[What you are asked to do]
Print each item below word for word, leaving out the pictures.

[Available records]
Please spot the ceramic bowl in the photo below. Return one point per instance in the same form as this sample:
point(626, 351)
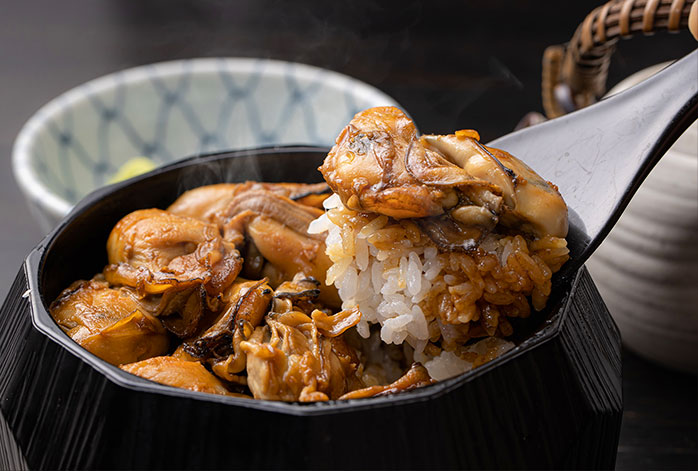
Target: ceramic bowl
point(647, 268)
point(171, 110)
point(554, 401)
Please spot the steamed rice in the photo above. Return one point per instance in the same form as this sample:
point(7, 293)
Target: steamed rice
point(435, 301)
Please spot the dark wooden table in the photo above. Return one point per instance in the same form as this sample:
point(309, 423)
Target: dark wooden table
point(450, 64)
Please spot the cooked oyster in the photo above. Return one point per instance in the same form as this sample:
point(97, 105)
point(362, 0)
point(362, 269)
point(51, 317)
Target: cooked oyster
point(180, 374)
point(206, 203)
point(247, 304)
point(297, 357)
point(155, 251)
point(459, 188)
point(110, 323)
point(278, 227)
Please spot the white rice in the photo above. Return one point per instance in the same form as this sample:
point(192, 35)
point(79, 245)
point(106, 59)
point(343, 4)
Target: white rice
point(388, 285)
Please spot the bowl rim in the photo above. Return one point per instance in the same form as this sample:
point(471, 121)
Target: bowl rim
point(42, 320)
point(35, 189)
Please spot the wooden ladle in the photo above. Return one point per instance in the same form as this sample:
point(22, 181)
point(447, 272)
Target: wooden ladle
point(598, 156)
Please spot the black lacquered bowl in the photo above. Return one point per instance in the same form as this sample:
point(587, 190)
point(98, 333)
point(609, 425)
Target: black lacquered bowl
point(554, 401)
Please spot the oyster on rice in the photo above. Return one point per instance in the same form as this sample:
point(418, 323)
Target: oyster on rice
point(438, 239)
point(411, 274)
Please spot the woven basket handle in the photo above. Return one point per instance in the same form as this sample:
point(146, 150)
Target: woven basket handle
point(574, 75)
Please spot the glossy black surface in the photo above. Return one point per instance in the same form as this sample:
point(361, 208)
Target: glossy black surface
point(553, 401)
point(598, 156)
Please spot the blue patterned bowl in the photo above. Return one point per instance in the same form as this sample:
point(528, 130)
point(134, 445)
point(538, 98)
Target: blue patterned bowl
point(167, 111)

[Exercise answer]
Please spot the ceramic bowl in the photo below. Return one point per instance in the same form as this sample:
point(626, 351)
Target: ceramic bowl
point(647, 268)
point(171, 110)
point(554, 401)
Please spot the steamed rice in the photo above. Return one point per instance in the same form as this sample:
point(7, 293)
Target: steamed rice
point(435, 301)
Please spot the dark wooden table in the photo above. Return one point per instance in the same form as this sample:
point(309, 423)
Target: dark wooden table
point(450, 64)
Please spot the cooked oyster in the photo above. Return one point per instance in the same form as this sample:
point(97, 105)
point(362, 0)
point(362, 269)
point(51, 317)
Target: cooked oyster
point(180, 374)
point(206, 203)
point(247, 304)
point(297, 357)
point(155, 251)
point(459, 188)
point(110, 323)
point(278, 227)
Please spot the white rice in the photo above. Return one point per instance in the same form as this sample:
point(192, 35)
point(79, 245)
point(106, 59)
point(343, 4)
Target: white rice
point(388, 285)
Please spot the bowl rim in the photo above. Return one point per instance in the same form as this sample:
point(471, 121)
Target: bowl rim
point(42, 320)
point(35, 189)
Please spot the wooden ladle in the photo above. Return one point per instance in the same form as this sample:
point(22, 181)
point(447, 272)
Target: wooden ladle
point(598, 156)
Please spot the black lacquered bowl in the photo above. Return one point per instance in the same form as this sample:
point(587, 190)
point(98, 333)
point(609, 425)
Target: black lacquered bowl
point(554, 401)
Please spot the oyster on rice in the photo above. Return one point per instance in the same form as this sample:
point(418, 323)
Target: oyster on rice
point(438, 239)
point(411, 274)
Please spot the woven basket handle in the photo above. Return one point per instance in the same form as this sample:
point(146, 150)
Target: woven basket handle
point(574, 75)
Please spot the glossy black surface in the photo above. Return one point per instance in the same form as this sample:
point(361, 208)
Target: glossy black surface
point(553, 401)
point(598, 156)
Please spot the blue patterned bowl in the photo above. Return one point per instance in the same form as this sample:
point(528, 130)
point(134, 445)
point(538, 98)
Target: blue patterned bowl
point(167, 111)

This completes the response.